## WORK TO COMPLETE
Reproduce the material word for word; the images stay out.

## ROWS
##########

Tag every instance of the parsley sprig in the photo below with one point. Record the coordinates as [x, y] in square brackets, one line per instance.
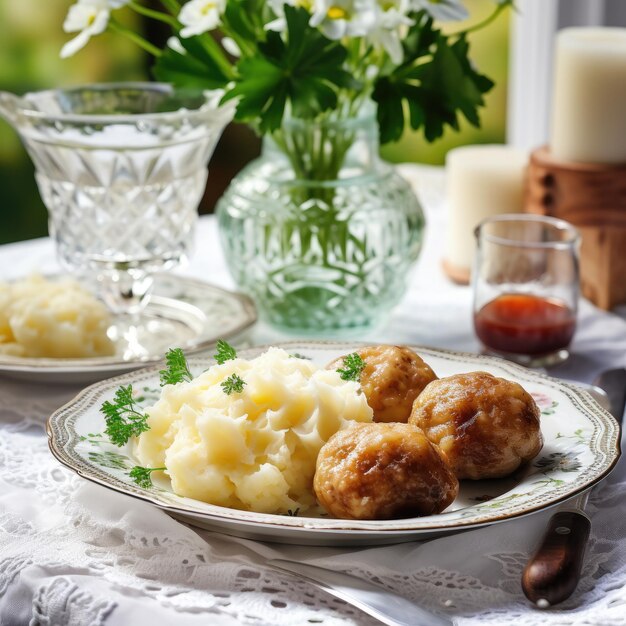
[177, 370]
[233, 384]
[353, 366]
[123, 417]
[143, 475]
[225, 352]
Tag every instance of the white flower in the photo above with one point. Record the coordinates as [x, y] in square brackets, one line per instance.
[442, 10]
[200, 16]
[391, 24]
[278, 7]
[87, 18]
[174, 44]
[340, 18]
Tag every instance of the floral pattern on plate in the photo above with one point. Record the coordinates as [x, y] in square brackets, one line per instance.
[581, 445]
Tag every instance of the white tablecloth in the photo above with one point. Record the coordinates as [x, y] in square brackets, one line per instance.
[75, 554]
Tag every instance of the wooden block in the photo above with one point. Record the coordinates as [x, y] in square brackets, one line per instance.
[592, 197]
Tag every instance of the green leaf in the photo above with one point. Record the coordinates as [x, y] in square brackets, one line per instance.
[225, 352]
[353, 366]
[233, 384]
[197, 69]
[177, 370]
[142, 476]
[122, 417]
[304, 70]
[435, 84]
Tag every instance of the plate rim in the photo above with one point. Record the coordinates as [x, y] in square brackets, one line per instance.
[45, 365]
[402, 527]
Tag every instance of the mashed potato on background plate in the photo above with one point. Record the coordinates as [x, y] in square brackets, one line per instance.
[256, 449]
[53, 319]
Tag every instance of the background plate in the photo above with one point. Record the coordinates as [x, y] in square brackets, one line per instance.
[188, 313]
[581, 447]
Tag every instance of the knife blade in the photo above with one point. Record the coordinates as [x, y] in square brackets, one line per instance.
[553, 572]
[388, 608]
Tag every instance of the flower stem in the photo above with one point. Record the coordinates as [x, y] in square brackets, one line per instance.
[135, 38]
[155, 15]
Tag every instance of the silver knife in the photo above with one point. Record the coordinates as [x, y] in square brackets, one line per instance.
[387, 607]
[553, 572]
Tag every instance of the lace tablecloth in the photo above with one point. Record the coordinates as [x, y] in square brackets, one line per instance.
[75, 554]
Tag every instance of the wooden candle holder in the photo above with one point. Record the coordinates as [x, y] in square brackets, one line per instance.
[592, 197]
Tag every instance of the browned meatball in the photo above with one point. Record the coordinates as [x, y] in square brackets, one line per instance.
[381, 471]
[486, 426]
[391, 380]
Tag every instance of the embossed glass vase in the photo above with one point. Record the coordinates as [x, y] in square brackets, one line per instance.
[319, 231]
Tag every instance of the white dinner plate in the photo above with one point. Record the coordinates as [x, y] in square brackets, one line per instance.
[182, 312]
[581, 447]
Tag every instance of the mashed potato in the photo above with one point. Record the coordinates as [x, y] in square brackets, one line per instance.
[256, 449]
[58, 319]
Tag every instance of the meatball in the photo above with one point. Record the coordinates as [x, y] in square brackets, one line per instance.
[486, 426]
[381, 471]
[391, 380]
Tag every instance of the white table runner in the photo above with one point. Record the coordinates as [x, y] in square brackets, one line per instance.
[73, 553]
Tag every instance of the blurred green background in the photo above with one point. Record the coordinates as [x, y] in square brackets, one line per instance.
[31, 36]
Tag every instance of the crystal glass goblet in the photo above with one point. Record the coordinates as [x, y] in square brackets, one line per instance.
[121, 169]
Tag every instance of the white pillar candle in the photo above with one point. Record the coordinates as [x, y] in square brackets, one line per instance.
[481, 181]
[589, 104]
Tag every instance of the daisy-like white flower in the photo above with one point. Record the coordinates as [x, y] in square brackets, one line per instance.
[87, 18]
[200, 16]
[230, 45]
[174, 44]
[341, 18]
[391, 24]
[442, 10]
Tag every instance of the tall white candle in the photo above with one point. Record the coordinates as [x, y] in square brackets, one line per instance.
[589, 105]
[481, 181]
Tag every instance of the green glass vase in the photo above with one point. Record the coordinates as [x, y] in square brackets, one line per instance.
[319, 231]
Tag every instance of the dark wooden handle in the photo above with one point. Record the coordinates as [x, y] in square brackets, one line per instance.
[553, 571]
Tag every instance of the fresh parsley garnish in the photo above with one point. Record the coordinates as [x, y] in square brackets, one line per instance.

##########

## THE ANSWER
Tag every instance of the parsley sprig in the photo below with one point. Record the coordinates as [x, y] in square brackets, one line per instance.
[177, 370]
[233, 384]
[353, 366]
[123, 417]
[143, 475]
[225, 352]
Tag every instance of the white flower in the photo above with one point. Record the coordinates as [x, y] in square brackets, one line per instance.
[442, 10]
[200, 16]
[391, 24]
[278, 7]
[87, 18]
[174, 44]
[340, 18]
Tag every instance of the floral pattern on plate in the photo above with one point. Record the coordinates as [x, y] in square brackets, one line per instance.
[581, 445]
Tag every instance of the white tablecloth in the photo above with one point. Record the coordinates as [x, y] in square brackets, one line per instance.
[75, 554]
Tag every instance of the wooden block in the photo above with one point. Record the coordinates as [x, y] in square brackets, one line per instance.
[592, 197]
Tag every instance of the green leaf in the photo above with one point. Record the coordinates as [x, y] in square brackets, one line per instance.
[225, 352]
[353, 366]
[233, 384]
[197, 69]
[177, 370]
[142, 476]
[122, 417]
[304, 70]
[435, 84]
Tag every instance of the plate rim in the photo above with one point. Record the coordinates as [x, y] in square brackets, one line per instance.
[45, 365]
[402, 527]
Tag every instance of the mashed potato on background plate in the photo above with one point. Record the coordinates as [x, y] in square brackets, one line per instance.
[256, 449]
[53, 319]
Tag every instance of the background plate in the photo above with one point. Record the coordinates as [x, y] in square brackets, one line per instance.
[188, 313]
[581, 447]
Tag every instance of the knife blade in the photo above with one point. Record the coordinates as [x, y] in square brackets, one line per instance.
[553, 572]
[388, 608]
Tag every instance of the flower stem in the photo above with one point. Record the coordinates as [x, y] in square brackets, one line per instance.
[135, 38]
[155, 15]
Tag every instance of the silver knife in the photo above with one point. Record the coordinates as [x, y] in square brackets, one line per instance.
[387, 607]
[553, 572]
Tag every instance of the lace tablecloth in the photo above with one point. Record the coordinates as [x, y] in square brackets, one line per instance.
[75, 554]
Tag every instance of the wooden candle holder in the photo above with one point. Record the coordinates as [x, y] in square brackets, one line per instance.
[592, 197]
Tag every instance of the browned meatball in the photo above with one point. Record the coordinates as [x, y] in square brackets, one line per instance.
[381, 471]
[486, 426]
[391, 380]
Tag every instance of the embossed glass vase in the photo above with one point. Record the coordinates as [x, y] in square brackets, one line per instance.
[319, 231]
Tag every instance of the white dinner plate in the photo above with one point. Record the coordinates as [x, y] in square brackets, one line per instance.
[182, 312]
[581, 447]
Tag every instance of the mashed potato in the photo above with one point. Record the coordinates as [x, y] in square brackets, one line per instance.
[256, 449]
[58, 319]
Tag every instance of the meatball in the photo above with one point. Record the coordinates as [x, y] in square brackets, one line per instance.
[486, 426]
[381, 471]
[391, 380]
Tag every instance of the white table runner in the photo above with one point. Record the coordinates as [x, y] in square brackets, one line per instance.
[73, 553]
Tag every instance of the blurred green background in the photo above with one point. Record the coordinates as [x, y] in square brackets, one line per instance.
[31, 36]
Tag every instance of the crystal glass goblet in the photo above with one point. Record the coordinates as [x, y] in square brackets, one line per instance.
[121, 169]
Tag every instance of the white pillar candle in the photo above with one point. Record the coordinates as [x, y] in square brackets, one line per instance.
[481, 181]
[589, 104]
Tag every instance of the daisy-like white flower in the photo above with one point. Record the coordinates as [x, y] in square brackets, one line per instance.
[87, 18]
[200, 16]
[230, 45]
[174, 44]
[341, 18]
[391, 24]
[442, 10]
Tag every instance of the tall white candle in the photo above with one point. Record the coordinates as [x, y] in square brackets, one line per instance.
[589, 105]
[481, 181]
Tag every instance of the green glass vase in the photo above with one point. Record the coordinates as [x, y] in square brackets, one line per instance.
[319, 231]
Tag every instance of the dark wooden handle in the photo above with one point. Record the coordinates as [x, y] in square brackets, one line per instance.
[553, 571]
Tag every instance of the fresh parsley garnish in the photo above with one point. Record the coordinates as [x, y] in square brackets, one line per instance.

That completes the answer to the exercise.